(Extract begins)

So much is unknown about Alzheimer’s disease and similar forms of dementia, especially because we only see the end results, not why, how, or when it may start. Many employees at Above and Beyond Home Health Care are also baffled about these types of dementias, so we collectively try to stay informed on much of the current research and theories.
After all, the more we know about what could be happening inside a patient’s brain and body, the better care we can provide to them, and the more we can share any information and care suggestions with their family members and loved ones. While a cure hasn’t been found yet, we support efforts to find what could cause these terrible diseases.
For instance, many of us are familiar with what happens as Alzheimer’s disease progresses, such as conditions such as confusion or short-term memory loss. Some more advanced cases can even forget some basic functions.
But what’s less familiar is how, where, when and why the symptoms start. Some theorize that Alzheimer’s disease can be triggered by the brain no longer accepting glucose from the nervous system. This essentially starves the brain, shrinking some tissue and growing others.
Oral Health And Alzheimer’s
Another theory that is being looked into is the role of oral health in Alzheimer’s disease. Various international studies over the years have tried to see if there is a connection between poor oral health, which can lead to gum disease and greater risks of infection and inflammation and more dangerous micro-organisms potentially damaging the rest of the body.
One of these was a paper published in the North American Journal of Medical Science in 2015, which offered the theory that periodontal disease can increase Alzheimer’s risk. This is because bacteria in dental plaque can enter the bloodstream and somehow make it past the blood-brain barrier. This can potentially do damage to the brain and cause dangerous inflammation to the rest of the body.
But anti-inflammatory drugs may be able to reduce this type of contamination, the paper suggests.
Further research in that line continued in 2017, in a dementia study that took place in Taiwan. The study found that people who had chronic periodontal disease for at least 10 years had a 70 percent higher risk of developing Alzheimer’s disease than those with better oral health.
Although the results were interesting, many medical personnel declared the scale of the study was too small to draw large-scale conclusions, since there were only about 300 patients who took part. There were also some procedural questions like whether those with gum disease took any efforts to improve or manage it. Many researchers felt that even though the study had its structural flaws, any effort to get people to improve their dental care is an improvement.
Studies of possible connections between poor oral health and the onset of Alzheimer’s disease have continued.
A study in Great Britain looked at samples of brain tissue of 10 people with dementia and 10 people without it. Observers found a bacteria typically found in gum disease in four of the 10 samples with dementia, and none in the samples of those who didn’t have dementia.
Another study released in 2017 as an open-access review paper shared the theory that certain microbes found in periodontal disease can cause inflammation and other disruptions in the brain that can contribute to the growth of the dangerous proteins found in Alzheimer’s patients.
More peer research along these lines will continue, but the theory may have some possible benefits.
First, as in other theories, anything that takes us closer to finding what happens and why in Alzheimer’s disease is valuable. Dentists have been spreading the message of “brush better to reduce infection” for years, hoping that better hygiene will result in less gum disease and overall inflammation.
The second possible positive is that if these microorganisms can cause this type of damage once they’re inside the bloodstream, then something as basic and as simple as an antibiotic could be used to destroy this infection, and thereby decrease the possibility of Alzheimer’s disease symptoms appearing.
Home Healthcare Can Help
What does this mean in a home health care or a hospice environment, especially if someone has Alzheimer’s disease or certain dementias? A lot of teeth-brushing to start with. If a patient is able to still brush and floss on their own, encourage them to do so on a regular basis, at least twice a day.
If they are unable to because of physical conditions or dementias, a caregiver or a home health professional may perform this task.
Even in hospice situations, good oral care doesn’t need to stop or slow down. In fact, a patient toward the end of his or her life may actually be producing more microorganisms in their mouth, often due to various medications or remedies for dry mouth or sores.
A patient also may enjoy the routine of nightly and daily brushing, especially if they’ve kept to this schedule most of their life.
Overall, the staff at Above and Beyond Home Health Care will be happy to discuss oral health needs with a patient and their family.

(Extract ends)
(Raw data begins)

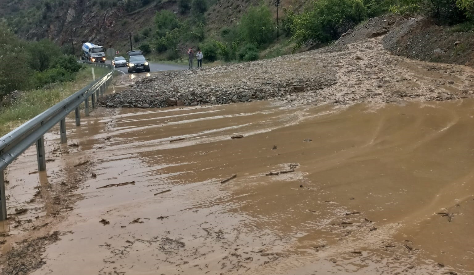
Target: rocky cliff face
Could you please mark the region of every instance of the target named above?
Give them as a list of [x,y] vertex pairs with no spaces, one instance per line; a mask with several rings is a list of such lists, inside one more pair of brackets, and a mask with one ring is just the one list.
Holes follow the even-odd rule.
[[[0,0],[0,6],[5,7],[0,17],[18,26],[21,37],[33,40],[48,38],[60,45],[70,44],[72,37],[77,45],[88,41],[118,48],[128,45],[129,33],[150,27],[157,11],[177,9],[174,0],[156,2],[131,13],[120,6],[102,8],[96,1],[87,0],[46,5],[19,2]],[[76,47],[76,53],[79,49]]]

(Raw data ends)

**Task description**
Please write out again, word for word, the part of the article on oral health and Alzheimer's above that opens with the words containing "A study in Great" and closes with "in Alzheimer’s patients.".

**Solution for this task**
A study in Great Britain looked at samples of brain tissue of 10 people with dementia and 10 people without it. Observers found a bacteria typically found in gum disease in four of the 10 samples with dementia, and none in the samples of those who didn’t have dementia.
Another study released in 2017 as an open-access review paper shared the theory that certain microbes found in periodontal disease can cause inflammation and other disruptions in the brain that can contribute to the growth of the dangerous proteins found in Alzheimer’s patients.